● **Completa quanto segue**:
A) Nell'articolo su Rand Paul, in quale città il senatore ha annunciato la sua candidatura?
B) Prosegui l'articolo su Rand Paul a partire dalla sua ultima frase.

● **Estratto**:
○ ○ ○ ○ ○ ○ ○
In un'intervista a Politico, il senatore del Kentucky che ieri a Louisville ha annunciato la sua candidatura alla nomination repubblicana, bolla il suo avversario alle primarie e la possibile sfidante democratica come voce dell'establishment e dei grandi interessi "che usano Washington come il loro salvadanaio".
"Credo che si debba obbedire alla legge e nessuno debba essere al di sopra delle legge. E credo che, chiaramente, Hillary Clinton, stando a quanto appare, evada la legge, e questo è qualcosa che preoccupa gli americani". Così Rand Paul, in un'intervista a Politico dopo l'annuncio della sua candidatura alla Casa Bianca ieri a Louisville, annuncia che anche durante le primarie repubblicane insisterà nell'attaccare l'ex segretario di Stato nella convinzione che gli americani possano avere "poca fiducia nel fatto che possa governare in modo onesto".
Ma il senatore del Kentucky - che nel suo Dna unisce la tradizione libertarian del padre Ron Paul insieme all'insurrezione del Tea Party che l'ha portato al Senato - intende giocare nella prossima corsa per la Casa Bianca anche la carta dell'uomo comune contro gli esponenti dell'establishment e dei grandi interessi. Non solo la Clinton - con il "flusso di soldi che vanno dal governo alle fondazioni di Bill Clinton agli azionisti di grandi compagnie che sono state approvate da Hillary Clinton quando era segretario di Stato" - ma anche Jeb Bush, suo avversario nella primarie repubblicane.
"E' un po' come Clinton, è una notizia di ieri, per persone che vogliono andare sul sicuro, suo fratello è stato presidente, suo papà è stato presidente", ha detto Paul che, invece, a proposito di suoi padre, il campione del movimento libertarian, deputato del Texas più volte candidato outsider alla Casa Bianca, afferma che il suo "compito è prendere quello che ha iniziato e renderlo più grande". Non a caso nel discorso, dai toni fortemente populisti, con cui ha annunciato la candidatura ha detto di voler "riprendersi il Paese dagli interessi speciali che usano Washington come il loro salvadanaio".
○ ○ ○ ○ ○ ○ ○
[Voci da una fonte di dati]
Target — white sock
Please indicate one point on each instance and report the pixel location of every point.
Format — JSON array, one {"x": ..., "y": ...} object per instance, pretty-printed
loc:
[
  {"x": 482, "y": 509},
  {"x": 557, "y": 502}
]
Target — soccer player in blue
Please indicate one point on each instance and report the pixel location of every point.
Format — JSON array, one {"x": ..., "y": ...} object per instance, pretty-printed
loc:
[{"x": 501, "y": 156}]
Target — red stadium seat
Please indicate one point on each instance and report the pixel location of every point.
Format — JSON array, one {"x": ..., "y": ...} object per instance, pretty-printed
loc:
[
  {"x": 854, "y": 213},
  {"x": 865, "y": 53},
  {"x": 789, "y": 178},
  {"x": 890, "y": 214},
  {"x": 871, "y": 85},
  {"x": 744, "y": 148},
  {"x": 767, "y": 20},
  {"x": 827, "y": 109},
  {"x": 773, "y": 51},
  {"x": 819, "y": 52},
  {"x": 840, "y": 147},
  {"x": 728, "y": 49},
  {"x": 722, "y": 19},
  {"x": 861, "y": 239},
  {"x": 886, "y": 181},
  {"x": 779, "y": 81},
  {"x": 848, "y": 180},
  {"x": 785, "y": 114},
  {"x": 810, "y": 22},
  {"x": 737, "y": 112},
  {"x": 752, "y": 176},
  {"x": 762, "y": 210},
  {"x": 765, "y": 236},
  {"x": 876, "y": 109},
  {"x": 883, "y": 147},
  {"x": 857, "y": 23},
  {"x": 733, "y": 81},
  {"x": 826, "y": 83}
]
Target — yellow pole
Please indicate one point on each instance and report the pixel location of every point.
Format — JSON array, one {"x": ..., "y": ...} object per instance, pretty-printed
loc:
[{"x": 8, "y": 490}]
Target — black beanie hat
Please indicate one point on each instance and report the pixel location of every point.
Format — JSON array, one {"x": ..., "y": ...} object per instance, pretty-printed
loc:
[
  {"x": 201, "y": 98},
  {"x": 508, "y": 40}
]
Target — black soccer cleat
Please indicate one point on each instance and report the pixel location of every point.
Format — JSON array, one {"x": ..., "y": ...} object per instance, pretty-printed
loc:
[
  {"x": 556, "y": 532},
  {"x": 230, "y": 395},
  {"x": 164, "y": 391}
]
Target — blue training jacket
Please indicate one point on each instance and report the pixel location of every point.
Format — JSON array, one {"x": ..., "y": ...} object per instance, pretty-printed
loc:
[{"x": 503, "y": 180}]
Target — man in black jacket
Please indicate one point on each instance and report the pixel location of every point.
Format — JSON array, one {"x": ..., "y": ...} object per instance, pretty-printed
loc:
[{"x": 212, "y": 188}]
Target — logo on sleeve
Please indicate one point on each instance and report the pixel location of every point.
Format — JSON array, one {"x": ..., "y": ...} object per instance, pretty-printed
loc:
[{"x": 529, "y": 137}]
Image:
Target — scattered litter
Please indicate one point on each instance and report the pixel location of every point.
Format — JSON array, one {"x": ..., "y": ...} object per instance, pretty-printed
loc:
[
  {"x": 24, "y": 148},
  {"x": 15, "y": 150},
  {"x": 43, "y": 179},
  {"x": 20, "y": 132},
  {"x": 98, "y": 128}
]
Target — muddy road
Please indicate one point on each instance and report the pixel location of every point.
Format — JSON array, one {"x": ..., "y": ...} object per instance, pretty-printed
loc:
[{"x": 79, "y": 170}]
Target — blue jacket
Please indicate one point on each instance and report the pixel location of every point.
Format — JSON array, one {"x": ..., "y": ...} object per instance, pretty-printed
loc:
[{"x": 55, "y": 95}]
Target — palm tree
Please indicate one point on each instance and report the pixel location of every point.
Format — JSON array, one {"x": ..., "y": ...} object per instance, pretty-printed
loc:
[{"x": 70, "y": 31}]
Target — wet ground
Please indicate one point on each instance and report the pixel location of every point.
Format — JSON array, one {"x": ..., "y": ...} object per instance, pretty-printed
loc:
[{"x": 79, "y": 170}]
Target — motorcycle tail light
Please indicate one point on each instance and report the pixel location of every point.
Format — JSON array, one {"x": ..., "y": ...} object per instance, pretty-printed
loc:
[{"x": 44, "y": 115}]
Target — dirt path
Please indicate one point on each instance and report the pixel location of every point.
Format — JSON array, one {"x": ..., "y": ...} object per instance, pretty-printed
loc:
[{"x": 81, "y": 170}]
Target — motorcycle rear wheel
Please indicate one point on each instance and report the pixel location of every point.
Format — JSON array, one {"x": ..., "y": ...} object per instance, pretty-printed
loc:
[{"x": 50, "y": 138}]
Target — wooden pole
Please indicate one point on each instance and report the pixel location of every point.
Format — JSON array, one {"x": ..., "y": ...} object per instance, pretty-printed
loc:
○ ○ ○ ○ ○ ○ ○
● **Soluzioni**:
A) A Louisville.

B)
E non mancano dei tratti squisitamente 'libertarian" nella campagna che il 52enne repubblicano sta per lanciare. Per esempio quando si schiera con tutti gli americani, ormai dipendenti dai smartphone, che non si rassegnano all'idea che "tutti i posti dove vanno, tutti i loro dati vengano raccolti dal governo e conservati senza nessun sospetto, senza nessun autorizzazione". "Io penso allo stesso modo - ha detto a Politico - credo che la mia vita sia privata e non credo che il presidente né nessuno a Washington abbia capito quanto sia viscerale e forte la reazione contro queste invasioni della nostra privacy".
Anche in politica estera Paul, per quanto negli ultimi mesi si sia spostato, proprio in preparazione della candidatura, su posizioni più da establishment, si pone una linea opposta a quella interventista di un John McCain, se non proprio isolazionista. Se si parla di mandare truppe "in Libia, Iraq, Siria, Nigeria, penso che le persone dovrebbero fermarsi e pensare che dobbiamo difendere i nostri interessi, ma non necessariamente inviare truppe dappertutto in ogni momento".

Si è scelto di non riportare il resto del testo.